> **Input data**:
Start of Block

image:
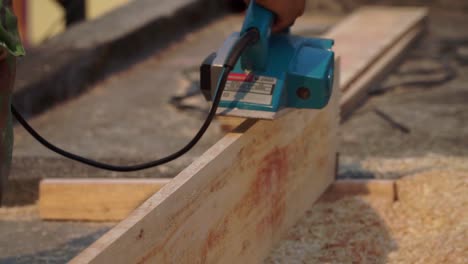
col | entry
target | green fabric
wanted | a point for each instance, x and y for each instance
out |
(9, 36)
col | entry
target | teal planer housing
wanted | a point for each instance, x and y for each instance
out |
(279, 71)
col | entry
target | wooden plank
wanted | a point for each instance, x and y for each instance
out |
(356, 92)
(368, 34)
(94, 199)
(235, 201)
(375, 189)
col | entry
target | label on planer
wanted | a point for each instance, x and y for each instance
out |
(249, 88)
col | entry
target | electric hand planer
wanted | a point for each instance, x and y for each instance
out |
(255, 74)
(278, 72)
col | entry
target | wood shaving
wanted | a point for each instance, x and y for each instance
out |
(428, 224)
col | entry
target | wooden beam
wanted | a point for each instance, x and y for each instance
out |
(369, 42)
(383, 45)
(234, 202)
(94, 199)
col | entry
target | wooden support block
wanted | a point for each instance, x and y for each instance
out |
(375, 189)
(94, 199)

End of Block
Start of Block

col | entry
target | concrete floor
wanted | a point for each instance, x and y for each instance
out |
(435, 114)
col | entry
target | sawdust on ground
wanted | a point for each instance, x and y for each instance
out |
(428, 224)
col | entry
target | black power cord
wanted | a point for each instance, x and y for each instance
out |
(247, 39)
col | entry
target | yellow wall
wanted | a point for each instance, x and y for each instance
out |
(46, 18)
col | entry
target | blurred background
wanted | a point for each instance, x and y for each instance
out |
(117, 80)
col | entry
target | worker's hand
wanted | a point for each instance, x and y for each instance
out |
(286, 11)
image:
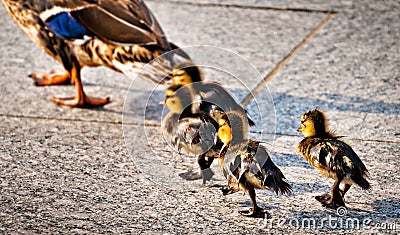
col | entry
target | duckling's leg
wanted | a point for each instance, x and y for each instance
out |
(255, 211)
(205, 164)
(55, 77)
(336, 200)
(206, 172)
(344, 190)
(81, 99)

End of Block

> **Task description**:
Every line from the line containing "target | wooden plank" through the line containing "target | wood shaving" in the records above must be retyped exactly. Leave out the rest.

> **Exercise solution**:
target | wooden plank
wanted | a point for each instance, x and y for each instance
out |
(356, 92)
(368, 34)
(94, 199)
(235, 201)
(375, 189)
col | entry
target | label on planer
wanted | a point for each instance, x and y for each instance
out |
(249, 88)
col | entry
target | electric hand planer
wanted | a point for each instance, x and y for each instance
out |
(255, 74)
(278, 72)
col | entry
target | wood shaving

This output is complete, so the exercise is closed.